**Instructions to follow**
Copied exactly and without pictures, the lines from the beginning of the entries through the one that holds "Find the white cloud" should form the entire reply.
^^^^^^^^^^^^^^^^
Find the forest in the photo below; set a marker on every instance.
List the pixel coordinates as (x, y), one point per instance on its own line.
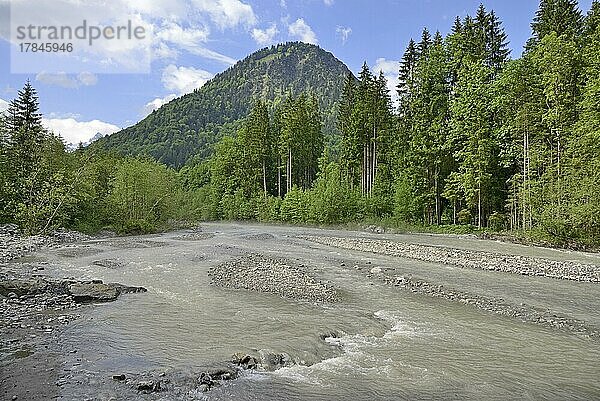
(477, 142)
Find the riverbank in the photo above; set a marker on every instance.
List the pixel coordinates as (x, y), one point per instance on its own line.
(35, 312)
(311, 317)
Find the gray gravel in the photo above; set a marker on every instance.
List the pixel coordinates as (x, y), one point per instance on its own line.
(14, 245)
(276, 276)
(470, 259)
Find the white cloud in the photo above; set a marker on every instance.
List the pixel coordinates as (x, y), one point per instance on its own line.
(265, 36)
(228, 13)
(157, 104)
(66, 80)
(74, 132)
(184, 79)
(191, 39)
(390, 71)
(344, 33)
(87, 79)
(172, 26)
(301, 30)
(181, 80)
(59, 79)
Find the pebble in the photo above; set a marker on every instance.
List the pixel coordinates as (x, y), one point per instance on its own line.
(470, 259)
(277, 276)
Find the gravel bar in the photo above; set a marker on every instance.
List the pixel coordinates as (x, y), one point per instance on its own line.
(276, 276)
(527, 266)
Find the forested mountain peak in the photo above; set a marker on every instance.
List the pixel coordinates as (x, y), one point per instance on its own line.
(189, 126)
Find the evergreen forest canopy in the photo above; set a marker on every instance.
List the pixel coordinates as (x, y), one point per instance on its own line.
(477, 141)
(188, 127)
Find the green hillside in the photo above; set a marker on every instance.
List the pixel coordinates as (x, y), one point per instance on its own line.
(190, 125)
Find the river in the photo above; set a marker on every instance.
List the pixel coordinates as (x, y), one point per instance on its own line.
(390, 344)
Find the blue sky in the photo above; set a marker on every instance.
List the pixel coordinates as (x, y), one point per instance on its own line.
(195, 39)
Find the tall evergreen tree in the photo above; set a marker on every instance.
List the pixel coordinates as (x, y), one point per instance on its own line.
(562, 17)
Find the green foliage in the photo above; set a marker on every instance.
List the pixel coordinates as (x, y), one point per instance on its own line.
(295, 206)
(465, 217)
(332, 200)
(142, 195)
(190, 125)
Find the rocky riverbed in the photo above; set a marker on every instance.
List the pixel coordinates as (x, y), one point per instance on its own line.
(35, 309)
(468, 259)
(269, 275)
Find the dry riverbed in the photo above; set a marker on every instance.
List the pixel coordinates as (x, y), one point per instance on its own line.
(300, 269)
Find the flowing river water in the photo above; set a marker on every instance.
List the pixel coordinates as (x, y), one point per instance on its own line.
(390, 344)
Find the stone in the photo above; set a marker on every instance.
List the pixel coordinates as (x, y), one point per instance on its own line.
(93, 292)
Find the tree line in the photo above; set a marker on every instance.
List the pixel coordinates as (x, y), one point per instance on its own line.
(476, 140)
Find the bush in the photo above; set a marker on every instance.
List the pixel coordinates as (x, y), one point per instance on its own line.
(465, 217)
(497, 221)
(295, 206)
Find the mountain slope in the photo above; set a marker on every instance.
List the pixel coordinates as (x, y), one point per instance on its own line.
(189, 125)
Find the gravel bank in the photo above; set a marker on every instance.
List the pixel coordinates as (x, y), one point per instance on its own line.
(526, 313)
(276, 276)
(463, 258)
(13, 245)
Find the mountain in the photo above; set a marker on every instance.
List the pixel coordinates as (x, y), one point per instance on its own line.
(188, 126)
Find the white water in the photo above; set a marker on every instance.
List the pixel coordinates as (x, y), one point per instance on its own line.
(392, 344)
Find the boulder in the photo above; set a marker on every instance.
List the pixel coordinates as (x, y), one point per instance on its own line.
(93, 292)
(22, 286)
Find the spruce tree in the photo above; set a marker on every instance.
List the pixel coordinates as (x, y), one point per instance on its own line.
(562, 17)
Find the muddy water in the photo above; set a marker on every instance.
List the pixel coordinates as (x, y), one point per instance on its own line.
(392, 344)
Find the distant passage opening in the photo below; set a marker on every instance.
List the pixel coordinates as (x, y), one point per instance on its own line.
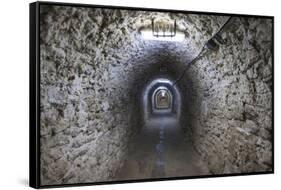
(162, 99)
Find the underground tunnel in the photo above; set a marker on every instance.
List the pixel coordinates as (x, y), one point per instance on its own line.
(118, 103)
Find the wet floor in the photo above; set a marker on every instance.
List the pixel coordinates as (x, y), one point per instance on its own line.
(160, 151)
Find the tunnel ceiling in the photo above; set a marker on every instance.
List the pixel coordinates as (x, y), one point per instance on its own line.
^^^^^^^^^^^^^^^^
**Solution to this task**
Find the forest in the photo below; set a marker on every instance.
List the pixel coordinates as (x, y), one point per instance on its own line.
(477, 142)
Find the riverbank in the photo above; set a marker on every instance.
List the pixel coordinates as (x, y), one point per instance on its own line.
(35, 312)
(311, 317)
Find the gray gravel in the photo above; set a marker on every instance.
List the pixel coordinates as (x, y), one point per instance on its own line.
(14, 245)
(276, 276)
(470, 259)
Find the white cloud in the photo above; set a marker on every instance.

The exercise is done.